**EXERCISE DIRECTIONS**
Could you restate the entries below word for word and leave the images out?
** RECORDS FOR THIS EXERCISE follows **
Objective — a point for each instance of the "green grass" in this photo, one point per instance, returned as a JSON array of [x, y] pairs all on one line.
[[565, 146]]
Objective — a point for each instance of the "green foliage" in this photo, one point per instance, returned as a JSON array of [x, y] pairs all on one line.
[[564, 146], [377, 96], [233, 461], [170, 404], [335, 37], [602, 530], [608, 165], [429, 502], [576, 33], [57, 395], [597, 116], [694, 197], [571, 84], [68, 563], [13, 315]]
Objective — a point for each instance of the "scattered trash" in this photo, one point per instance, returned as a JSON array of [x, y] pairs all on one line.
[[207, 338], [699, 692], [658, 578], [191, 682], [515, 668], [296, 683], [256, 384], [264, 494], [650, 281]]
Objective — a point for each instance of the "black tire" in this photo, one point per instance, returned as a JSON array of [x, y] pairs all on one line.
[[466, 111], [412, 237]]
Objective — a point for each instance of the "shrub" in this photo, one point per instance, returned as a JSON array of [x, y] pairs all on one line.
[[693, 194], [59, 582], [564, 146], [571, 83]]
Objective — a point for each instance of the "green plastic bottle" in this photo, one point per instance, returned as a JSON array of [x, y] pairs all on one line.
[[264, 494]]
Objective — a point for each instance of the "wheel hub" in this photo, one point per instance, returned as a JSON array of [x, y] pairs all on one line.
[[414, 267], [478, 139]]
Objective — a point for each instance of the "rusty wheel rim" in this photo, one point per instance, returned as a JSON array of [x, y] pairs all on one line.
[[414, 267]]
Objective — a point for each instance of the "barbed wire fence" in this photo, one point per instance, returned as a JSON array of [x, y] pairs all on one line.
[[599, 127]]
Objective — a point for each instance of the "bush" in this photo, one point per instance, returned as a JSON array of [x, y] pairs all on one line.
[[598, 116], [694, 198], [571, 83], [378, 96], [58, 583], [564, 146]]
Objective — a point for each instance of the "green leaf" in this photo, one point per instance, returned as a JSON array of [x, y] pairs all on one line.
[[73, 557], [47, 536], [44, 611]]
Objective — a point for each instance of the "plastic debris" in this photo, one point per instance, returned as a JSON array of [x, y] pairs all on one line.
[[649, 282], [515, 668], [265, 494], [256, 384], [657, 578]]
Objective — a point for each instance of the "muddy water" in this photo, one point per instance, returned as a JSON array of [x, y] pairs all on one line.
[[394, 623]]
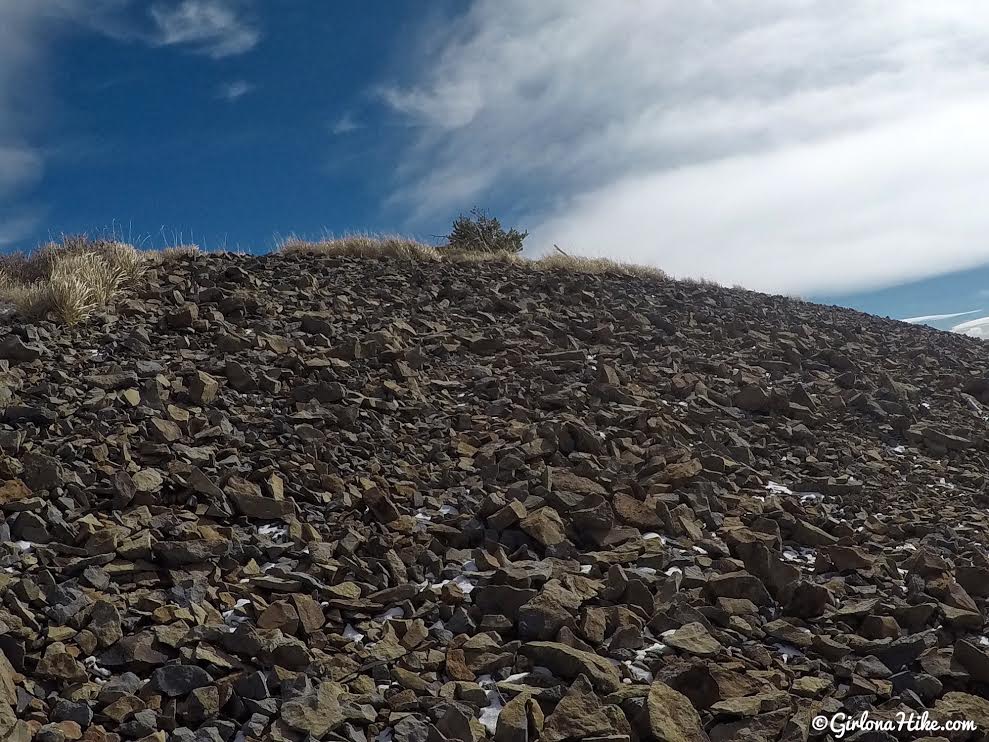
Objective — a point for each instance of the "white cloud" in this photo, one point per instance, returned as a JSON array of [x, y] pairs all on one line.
[[231, 91], [788, 145], [217, 28], [977, 328], [936, 317], [345, 124]]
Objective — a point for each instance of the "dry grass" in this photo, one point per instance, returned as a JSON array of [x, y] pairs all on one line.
[[175, 252], [363, 246], [392, 246], [582, 264], [70, 280]]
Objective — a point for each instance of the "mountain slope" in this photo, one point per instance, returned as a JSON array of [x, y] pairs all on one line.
[[287, 495]]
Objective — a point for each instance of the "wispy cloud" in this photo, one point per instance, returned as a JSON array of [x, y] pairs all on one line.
[[345, 124], [232, 91], [217, 28], [937, 317], [977, 328], [788, 146]]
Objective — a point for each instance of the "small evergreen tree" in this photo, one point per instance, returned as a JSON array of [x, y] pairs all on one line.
[[482, 233]]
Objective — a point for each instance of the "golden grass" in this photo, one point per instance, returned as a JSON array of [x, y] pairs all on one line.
[[583, 264], [406, 248], [68, 281], [363, 246]]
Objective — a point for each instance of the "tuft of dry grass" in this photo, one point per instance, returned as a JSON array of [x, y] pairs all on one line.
[[394, 246], [583, 264], [174, 252], [363, 246], [70, 280]]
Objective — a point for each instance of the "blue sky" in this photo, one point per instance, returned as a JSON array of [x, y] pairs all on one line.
[[831, 150]]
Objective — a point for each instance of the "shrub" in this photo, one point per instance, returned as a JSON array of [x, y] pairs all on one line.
[[482, 233]]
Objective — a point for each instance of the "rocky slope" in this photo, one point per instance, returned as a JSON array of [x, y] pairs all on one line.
[[302, 498]]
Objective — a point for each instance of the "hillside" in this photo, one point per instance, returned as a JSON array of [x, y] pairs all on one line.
[[381, 499]]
** End of RECORDS FOR THIS EXERCISE **
**SOLUTION TO THIS EXERCISE**
Objective — a point for each instance of the "green grass" in this photo, one point per instance, returned as a JSON array of [x, y] pairs all on one line.
[[565, 146]]
Objective — a point for each instance of the "green foliage" in this photo, one point per instance, returned as a JSON array of [x, y] pairs all on one line.
[[564, 146], [377, 96], [233, 461], [170, 404], [335, 37], [602, 530], [608, 165], [429, 502], [576, 33], [57, 395], [597, 116], [694, 197], [571, 84], [68, 563], [13, 315]]
Objective — a point for each instance of the "scattered trash" in this photo, one point per instance, returned as a JSON array of [x, y] pairs all on one line.
[[207, 338], [699, 692], [658, 578], [191, 682], [515, 668], [296, 683], [256, 384], [264, 494], [650, 281]]
Objective — a point for each instance of the "black tire" in this photo, one point per instance, returned as a JSON array of [x, y] pairs all on one line.
[[466, 111], [412, 237]]
Objective — a point for each instance of the "shrub" in this photo, one point per instance, returned as a JSON array of [x, y] pairs all on one line.
[[693, 194], [59, 582], [564, 146], [571, 83]]
Objective — a point for each instance of the "green plastic bottle" in this photo, one point per instance, returned as a JSON array of [x, y] pairs all on one line.
[[264, 494]]
Objective — a point for each instance of the "wheel hub" in this photo, one point per instance, returned as a JSON array of [x, y] pairs all on one line.
[[414, 267], [478, 139]]
Objective — a point for each instance of the "rusty wheel rim" in this photo, one point per instance, returned as a JSON array of [x, y] pairs all on one line.
[[414, 267]]
Objective — a point for each instance of the "barbed wire fence" in this photo, one point per instance, returned as a JSON array of [x, y] pairs all on one line.
[[599, 127]]
Objective — a point for each instance of the "bush" in this photo, one point per instance, returned as a JSON array of [x, y] pairs all on one line.
[[598, 116], [694, 198], [571, 83], [378, 96], [58, 583], [564, 146]]
Objective — a point for each instance of the "green leaf" in this photo, one point per instance, returned as a JSON array of [x, y] pairs all on one line.
[[73, 557], [47, 536], [44, 611]]
Objective — a point for each instance of the "plastic debris" in this photo, one point per instance, returned as a JSON array of [x, y] pairs all on one line.
[[649, 282], [515, 668], [265, 494], [256, 384], [657, 578]]
Objective — a point for each instance of the "muddy water" in this photo, one point per instance, returned as a JSON array of [x, y] pairs all on one line.
[[394, 623]]
Objective — a point for each instance of the "white cloud" in this photo, one point per instance, returned as a JSON array of [x, y] pairs all on one line.
[[231, 91], [788, 145], [217, 28], [977, 328], [936, 317], [345, 124]]
Objective — a point for each instance of the "dry grass" in this photo, one point per instance, returned as a JSON array of [x, y] pairs all on one line.
[[175, 252], [363, 246], [392, 246], [582, 264], [70, 280]]
Objective — a point for each instance of the "mountain slope" in this photo, one point per instance, returned as a JSON array of [x, y] pairs all on one line.
[[287, 495]]
Objective — a point for each instance of the "wispy cloud" in this photo, one point per instance, returned as a JSON array of [x, y] pairs all on one line.
[[345, 124], [232, 91], [217, 28], [937, 317], [977, 328], [788, 146]]
Objective — a point for each instance of the "small evergreen tree" in this photo, one point per instance, returned as a JSON array of [x, y] pairs all on one line.
[[482, 233]]
Objective — a point for each instance of the "golden grass" in this photo, one point per instance, returned as a JSON array of [x, y] pairs all on one line.
[[583, 264], [406, 248], [68, 281], [363, 246]]
Objective — a point for each instance of the "tuft of dry grass" in this photo, one point per instance, returned as a JSON array of [x, y] pairs all on one line.
[[394, 246], [583, 264], [174, 252], [363, 246], [70, 280]]
Objective — a point for each instance of the "blue sky" in this photo, one point per instance, returned as a JSON array of [x, y] pairs all on one line.
[[831, 150]]
Objective — a point for each instance of the "shrub" in this photo, one point per instance, returned as a JSON array of [x, y] pairs all on one line.
[[482, 233]]
Objective — a point for each instance of the "rocky slope" in this photo, one point per instance, returned as a JSON array of [x, y] pairs all on one line.
[[302, 498]]
Objective — a point for each instance of the "hillside" in this photo, one point per instance, returned as a JSON array of [x, y] pairs all on one line.
[[381, 499]]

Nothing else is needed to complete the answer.